* **PAGE**:
- - -

Reducing Vibrations And Chatter
Vibrations when machining with extended length setups can not only cause chatter and premature tool failure, but also reduce spindle bearing life and lead to poor surface finish, dimensional control issues and premature tool wear. Shops are often forced to reduce cutting parameters to avoid chatter, decreasing productivity.
Chatter occurs when the waviness on the workpiece left by vibrations from the previous pass causes fluctuations in the cutting forces due to the variation of chip thickness. This variation then leads to more waviness and more chatter with each succeeding pass.
We have found that a simple and inexpensive cure for vibration is to cut up an old bicycle tube into flat sections long enough to wrap at least 3 to 4 times around the exposed shaft of the tool. Once wrapped, secure with cable ties. The vibration is absorbed by the rubber tube. It may take some experimentation to arrive at how many layers of wrapping are necessary for each setup. This method can be used for lathe tools as well as boring and milling tools.
Kovach & Associates
Performance Engine Building
Measuring Valve Springs
From time to time we hear concerns about variations in the “free height” of valve springs. Free height is the height/length of a valve spring as measured before installation. It is not unusual for the free height of valve springs to vary considerably.
Engineers at a major U.S. valve spring manufacturer tell us that the free height dimension is only for reference, and may vary .100? or more from spring to spring. The important dimensions are “load height” and “solid height” which must be checked on a spring tester. To verify this, we checked sets of springs on a spring tester. They checked properly for load height and solid height, even though they varied in free height by over .100?.
Another concern we hear is that the paint stripe color sometimes varies on springs with the same part number. According to the same source, this does not mean that the springs are different.
High-Tech Business Card
Every smart businessman carries business cards to distribute to potential customers. A business card can be a mini-resume about your business and should include as much pertinent information as you can jam on the front, back and inside of the card.

- - -

* **PROVIDED MATERIAL**:
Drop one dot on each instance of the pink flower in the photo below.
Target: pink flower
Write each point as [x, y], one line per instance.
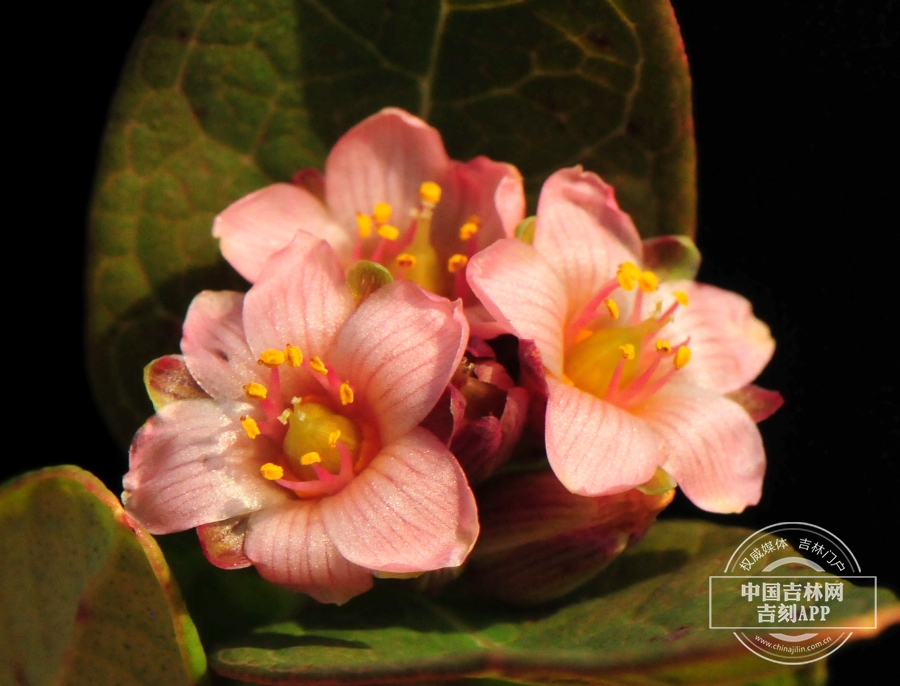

- - -

* **LIST OF TASKS**:
[1] Can you copy the shop tips page word for word, from "Reducing Vibrations And" up to and including "chatter, decreasing productivity."?
[2] Would you carry on the shop tips page, writing what follows its final sentence?

* **ANSWERS FOR THE EXERCISE**:
[1]
Reducing Vibrations And Chatter
Vibrations when machining with extended length setups can not only cause chatter and premature tool failure, but also reduce spindle bearing life and lead to poor surface finish, dimensional control issues and premature tool wear. Shops are often forced to reduce cutting parameters to avoid chatter, decreasing productivity.

[2]
All business cards should include this basic information: Company name, address, phone number, your name, e-mail address and website address. A card from a progressive shop might also include hours of operation, certifications such as ASE, association logos, services performed, social media addresses such as Facebook, cell phone number, etc.
With the increasing popularity of smart phones there is a new way to share your information using QR codes. These funny looking printed squares can communicate a variety of information, including your website link, phone number, text message, or even a V-Card containing the same information you print on a business card.
Any smartphone with free bar code software can easily scan the image which will upload to their phone. While a business card may get shoved in a drawer or trashed, people typically keep their phone contacts forever.
QR code generators can be found for free on the web. Create a QR code for your website, one with your phone number and one with a V-card and use them on all your printed material.
Sterling Bearing, Inc.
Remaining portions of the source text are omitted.